## Exercise instructions
Search the entries for the word "below" and pull out each line that has it.

(Natural-language object grounding data)
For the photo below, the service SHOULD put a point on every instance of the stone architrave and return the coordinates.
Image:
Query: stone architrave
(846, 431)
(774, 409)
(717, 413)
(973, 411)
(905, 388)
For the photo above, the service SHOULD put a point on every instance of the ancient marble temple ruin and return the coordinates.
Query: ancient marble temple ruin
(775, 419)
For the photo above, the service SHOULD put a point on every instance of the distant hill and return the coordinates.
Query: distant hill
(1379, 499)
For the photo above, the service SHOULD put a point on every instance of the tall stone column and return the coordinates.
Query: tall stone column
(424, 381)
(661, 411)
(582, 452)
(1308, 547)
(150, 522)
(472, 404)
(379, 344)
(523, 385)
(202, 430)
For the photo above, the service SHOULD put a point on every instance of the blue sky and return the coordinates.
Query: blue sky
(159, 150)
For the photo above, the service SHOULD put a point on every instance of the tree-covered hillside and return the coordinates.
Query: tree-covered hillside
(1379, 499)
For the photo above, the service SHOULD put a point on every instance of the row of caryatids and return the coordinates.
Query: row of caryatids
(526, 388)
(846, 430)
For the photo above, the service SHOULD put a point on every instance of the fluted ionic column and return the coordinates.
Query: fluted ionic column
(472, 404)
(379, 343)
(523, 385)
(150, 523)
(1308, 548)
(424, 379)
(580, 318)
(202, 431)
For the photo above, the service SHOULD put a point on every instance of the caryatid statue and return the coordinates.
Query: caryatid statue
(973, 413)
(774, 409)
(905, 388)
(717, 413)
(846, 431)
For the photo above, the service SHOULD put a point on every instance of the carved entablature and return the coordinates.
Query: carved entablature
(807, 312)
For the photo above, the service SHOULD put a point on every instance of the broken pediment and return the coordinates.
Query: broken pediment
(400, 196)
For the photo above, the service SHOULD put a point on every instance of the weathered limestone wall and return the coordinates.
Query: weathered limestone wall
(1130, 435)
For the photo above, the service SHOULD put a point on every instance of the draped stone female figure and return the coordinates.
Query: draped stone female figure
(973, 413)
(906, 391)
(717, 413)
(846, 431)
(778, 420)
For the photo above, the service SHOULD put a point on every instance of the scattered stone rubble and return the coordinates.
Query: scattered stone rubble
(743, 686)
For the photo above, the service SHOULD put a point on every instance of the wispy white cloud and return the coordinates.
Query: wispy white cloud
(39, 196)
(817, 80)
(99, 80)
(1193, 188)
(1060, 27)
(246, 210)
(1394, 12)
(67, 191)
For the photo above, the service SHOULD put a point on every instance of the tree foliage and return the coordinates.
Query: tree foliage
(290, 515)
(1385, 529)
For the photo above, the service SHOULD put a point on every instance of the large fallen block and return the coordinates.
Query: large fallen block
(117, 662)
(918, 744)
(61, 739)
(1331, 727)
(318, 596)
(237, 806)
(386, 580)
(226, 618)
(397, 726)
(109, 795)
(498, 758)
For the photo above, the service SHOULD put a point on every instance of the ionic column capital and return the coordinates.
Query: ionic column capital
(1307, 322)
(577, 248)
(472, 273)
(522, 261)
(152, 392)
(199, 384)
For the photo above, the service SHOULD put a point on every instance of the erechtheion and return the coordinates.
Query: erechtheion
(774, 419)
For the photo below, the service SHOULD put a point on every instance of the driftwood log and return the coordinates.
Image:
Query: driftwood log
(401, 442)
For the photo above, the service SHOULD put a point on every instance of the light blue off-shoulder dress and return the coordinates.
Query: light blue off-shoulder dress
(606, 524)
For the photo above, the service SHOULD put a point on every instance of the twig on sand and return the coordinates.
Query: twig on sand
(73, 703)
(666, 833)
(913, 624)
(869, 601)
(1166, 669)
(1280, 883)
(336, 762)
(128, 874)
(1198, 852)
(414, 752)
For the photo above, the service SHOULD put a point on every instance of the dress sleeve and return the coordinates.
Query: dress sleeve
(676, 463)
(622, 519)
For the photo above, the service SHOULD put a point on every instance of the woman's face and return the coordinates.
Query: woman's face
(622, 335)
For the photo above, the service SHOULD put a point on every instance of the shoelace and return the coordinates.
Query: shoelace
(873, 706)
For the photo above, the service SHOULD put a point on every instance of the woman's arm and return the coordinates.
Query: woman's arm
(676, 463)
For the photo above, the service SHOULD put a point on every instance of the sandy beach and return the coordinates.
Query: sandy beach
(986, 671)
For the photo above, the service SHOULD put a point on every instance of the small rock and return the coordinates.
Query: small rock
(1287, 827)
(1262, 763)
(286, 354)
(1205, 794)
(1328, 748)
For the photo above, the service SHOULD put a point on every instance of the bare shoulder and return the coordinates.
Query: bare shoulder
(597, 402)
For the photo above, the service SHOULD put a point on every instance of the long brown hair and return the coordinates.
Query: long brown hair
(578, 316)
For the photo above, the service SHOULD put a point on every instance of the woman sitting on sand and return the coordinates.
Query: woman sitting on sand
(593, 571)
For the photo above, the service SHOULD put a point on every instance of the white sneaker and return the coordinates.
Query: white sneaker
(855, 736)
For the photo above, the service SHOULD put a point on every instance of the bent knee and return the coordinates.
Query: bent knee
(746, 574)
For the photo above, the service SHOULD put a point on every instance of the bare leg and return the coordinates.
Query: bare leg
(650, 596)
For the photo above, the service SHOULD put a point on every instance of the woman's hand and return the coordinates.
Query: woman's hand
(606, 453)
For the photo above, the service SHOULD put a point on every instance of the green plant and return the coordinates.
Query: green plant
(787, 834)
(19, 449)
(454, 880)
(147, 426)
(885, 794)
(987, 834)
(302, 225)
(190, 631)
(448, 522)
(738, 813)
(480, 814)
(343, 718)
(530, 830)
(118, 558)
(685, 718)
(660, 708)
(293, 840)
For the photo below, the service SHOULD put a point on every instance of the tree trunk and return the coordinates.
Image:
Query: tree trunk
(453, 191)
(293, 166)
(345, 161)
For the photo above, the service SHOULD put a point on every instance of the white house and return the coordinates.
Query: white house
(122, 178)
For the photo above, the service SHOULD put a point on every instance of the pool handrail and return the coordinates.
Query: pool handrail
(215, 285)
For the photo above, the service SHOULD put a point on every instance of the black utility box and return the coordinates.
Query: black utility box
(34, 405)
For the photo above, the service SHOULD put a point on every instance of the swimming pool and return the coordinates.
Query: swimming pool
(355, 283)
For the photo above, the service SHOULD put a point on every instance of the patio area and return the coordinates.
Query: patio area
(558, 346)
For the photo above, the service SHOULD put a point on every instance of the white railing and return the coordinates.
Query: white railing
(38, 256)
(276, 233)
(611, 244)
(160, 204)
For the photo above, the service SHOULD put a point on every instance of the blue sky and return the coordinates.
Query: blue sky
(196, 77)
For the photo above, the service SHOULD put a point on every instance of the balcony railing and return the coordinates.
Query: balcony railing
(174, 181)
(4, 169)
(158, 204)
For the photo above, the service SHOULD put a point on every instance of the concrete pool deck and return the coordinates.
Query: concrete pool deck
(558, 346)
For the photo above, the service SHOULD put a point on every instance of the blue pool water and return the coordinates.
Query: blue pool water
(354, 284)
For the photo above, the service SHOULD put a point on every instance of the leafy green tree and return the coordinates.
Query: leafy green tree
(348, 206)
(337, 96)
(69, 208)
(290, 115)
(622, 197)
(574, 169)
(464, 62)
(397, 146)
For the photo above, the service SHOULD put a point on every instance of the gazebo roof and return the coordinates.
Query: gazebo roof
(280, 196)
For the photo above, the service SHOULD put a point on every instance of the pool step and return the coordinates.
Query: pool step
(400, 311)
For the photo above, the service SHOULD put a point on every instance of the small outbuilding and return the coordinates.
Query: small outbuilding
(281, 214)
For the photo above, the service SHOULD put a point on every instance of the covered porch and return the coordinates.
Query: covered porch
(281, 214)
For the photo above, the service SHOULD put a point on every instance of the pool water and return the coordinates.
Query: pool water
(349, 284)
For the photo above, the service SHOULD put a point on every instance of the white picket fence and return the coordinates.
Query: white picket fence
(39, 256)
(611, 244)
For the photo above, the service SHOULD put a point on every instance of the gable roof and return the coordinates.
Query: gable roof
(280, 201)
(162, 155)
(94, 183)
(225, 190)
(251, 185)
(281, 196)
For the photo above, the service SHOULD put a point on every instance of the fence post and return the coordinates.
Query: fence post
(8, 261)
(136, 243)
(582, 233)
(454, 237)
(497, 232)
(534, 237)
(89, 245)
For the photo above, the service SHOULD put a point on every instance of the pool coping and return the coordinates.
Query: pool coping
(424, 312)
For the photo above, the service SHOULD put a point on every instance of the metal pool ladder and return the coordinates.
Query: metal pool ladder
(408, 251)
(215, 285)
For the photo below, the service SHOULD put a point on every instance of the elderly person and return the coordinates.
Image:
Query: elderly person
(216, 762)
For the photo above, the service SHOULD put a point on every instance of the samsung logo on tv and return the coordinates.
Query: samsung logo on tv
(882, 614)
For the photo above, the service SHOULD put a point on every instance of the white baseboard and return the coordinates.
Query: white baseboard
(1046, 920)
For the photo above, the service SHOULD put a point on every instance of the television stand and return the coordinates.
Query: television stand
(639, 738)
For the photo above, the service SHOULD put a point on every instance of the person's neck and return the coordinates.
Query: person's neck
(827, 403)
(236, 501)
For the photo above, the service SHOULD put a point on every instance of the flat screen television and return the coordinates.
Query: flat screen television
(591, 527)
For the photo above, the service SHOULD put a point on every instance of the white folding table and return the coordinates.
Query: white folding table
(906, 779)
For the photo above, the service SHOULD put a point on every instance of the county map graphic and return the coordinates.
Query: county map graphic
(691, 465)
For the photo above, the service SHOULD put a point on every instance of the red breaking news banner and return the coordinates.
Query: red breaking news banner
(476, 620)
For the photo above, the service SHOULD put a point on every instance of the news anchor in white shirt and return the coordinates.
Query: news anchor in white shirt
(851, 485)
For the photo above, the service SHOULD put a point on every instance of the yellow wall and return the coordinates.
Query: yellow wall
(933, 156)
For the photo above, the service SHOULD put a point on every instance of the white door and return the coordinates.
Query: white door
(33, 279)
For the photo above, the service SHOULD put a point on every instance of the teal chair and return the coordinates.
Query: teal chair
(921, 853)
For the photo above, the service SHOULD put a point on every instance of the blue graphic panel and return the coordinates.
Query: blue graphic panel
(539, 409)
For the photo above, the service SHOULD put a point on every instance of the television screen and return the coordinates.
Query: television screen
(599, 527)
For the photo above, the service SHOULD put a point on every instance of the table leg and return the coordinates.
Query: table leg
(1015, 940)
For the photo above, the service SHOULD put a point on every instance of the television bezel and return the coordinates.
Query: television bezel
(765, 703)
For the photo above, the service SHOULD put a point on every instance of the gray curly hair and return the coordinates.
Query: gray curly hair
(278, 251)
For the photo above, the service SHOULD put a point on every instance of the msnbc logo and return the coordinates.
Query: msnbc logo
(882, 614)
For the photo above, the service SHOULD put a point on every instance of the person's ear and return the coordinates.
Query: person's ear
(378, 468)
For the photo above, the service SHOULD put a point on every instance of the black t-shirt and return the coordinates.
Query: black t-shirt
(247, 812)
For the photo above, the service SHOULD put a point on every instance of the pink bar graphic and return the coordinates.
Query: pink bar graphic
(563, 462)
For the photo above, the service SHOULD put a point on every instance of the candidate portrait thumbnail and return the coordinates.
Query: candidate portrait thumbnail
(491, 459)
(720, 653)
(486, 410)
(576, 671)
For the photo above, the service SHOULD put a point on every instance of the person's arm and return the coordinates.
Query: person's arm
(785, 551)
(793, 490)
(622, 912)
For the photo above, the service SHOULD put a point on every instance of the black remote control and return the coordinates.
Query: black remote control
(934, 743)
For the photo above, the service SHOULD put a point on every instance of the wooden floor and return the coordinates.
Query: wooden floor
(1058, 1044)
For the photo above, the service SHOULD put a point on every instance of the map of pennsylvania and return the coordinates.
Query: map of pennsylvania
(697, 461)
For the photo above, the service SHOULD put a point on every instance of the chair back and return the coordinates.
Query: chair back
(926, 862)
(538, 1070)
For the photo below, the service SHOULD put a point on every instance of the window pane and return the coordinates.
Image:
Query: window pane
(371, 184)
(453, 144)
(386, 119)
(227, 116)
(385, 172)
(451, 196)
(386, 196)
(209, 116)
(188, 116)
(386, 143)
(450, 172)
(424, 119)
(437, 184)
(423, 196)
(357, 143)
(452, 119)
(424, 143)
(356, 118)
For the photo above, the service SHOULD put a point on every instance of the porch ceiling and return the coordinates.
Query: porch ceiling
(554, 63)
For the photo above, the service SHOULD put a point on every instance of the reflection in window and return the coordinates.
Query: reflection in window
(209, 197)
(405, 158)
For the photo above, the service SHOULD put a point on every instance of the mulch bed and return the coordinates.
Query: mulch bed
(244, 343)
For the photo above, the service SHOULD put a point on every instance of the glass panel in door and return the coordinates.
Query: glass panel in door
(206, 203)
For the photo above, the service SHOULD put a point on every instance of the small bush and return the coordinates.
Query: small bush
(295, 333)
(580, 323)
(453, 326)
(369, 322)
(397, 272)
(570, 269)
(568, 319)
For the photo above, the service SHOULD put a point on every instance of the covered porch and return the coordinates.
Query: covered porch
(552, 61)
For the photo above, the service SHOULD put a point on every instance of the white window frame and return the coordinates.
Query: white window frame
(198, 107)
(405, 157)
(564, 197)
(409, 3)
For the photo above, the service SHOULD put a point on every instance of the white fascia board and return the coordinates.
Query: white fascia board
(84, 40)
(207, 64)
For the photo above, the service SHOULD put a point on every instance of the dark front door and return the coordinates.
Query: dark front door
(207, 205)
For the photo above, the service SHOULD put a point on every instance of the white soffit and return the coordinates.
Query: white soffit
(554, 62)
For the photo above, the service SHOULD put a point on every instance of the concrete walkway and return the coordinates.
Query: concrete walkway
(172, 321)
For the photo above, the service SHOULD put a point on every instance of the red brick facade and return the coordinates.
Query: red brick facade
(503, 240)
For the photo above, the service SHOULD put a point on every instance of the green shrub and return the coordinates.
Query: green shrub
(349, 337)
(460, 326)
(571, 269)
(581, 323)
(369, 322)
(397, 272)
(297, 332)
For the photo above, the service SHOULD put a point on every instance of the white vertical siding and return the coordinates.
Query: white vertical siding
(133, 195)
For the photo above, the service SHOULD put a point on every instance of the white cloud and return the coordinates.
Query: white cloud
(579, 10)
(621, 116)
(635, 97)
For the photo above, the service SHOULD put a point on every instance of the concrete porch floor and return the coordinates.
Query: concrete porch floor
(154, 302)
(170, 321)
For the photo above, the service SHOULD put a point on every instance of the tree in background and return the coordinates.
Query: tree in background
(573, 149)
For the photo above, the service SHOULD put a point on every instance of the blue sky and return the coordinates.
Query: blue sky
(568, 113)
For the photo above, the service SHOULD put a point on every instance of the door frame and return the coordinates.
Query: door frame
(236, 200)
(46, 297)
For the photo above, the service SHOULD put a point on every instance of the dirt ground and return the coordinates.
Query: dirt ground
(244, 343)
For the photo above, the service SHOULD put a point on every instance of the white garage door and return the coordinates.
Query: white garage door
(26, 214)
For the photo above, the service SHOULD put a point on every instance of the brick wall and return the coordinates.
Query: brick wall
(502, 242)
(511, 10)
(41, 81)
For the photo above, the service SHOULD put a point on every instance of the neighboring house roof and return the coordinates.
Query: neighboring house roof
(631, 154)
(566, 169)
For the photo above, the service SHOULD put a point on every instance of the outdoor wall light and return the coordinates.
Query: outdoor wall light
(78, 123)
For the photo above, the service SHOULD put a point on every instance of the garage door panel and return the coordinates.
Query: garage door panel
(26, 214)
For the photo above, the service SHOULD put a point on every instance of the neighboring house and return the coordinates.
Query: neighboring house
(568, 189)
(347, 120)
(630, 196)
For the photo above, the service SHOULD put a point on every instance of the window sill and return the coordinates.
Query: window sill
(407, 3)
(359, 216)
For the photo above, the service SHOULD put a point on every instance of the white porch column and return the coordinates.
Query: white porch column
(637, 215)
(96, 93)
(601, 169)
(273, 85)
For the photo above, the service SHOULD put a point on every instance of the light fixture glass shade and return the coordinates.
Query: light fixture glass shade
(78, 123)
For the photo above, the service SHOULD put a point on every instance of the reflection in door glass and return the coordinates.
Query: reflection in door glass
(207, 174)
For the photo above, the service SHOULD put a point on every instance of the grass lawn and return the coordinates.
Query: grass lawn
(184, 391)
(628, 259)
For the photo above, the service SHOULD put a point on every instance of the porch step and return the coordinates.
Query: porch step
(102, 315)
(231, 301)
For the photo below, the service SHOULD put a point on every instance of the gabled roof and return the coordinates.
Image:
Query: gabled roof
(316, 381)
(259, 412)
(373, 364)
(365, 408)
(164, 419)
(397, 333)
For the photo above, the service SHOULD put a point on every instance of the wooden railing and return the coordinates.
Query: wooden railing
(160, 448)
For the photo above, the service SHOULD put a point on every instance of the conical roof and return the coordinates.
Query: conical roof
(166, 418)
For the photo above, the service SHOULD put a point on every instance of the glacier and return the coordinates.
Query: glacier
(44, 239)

## Response to the exercise
For the photo below, the service SHOULD put a point on every instance of the stone architrave and return the coordinates.
For the photo below, the service SHOULD put a point on every instance of the driftwood log and return the coordinates.
For the photo below, the service SHOULD put a point on every instance of the tree trunk and return the coordinates.
For the photo below, the service SHOULD put a point on every instance of the elderly person and return the coordinates.
For the photo below, the service SHOULD put a point on every instance of the window pane and return the coordinates.
For the photo below, the service SHOULD put a point on every instance of the gabled roof and return the coordinates.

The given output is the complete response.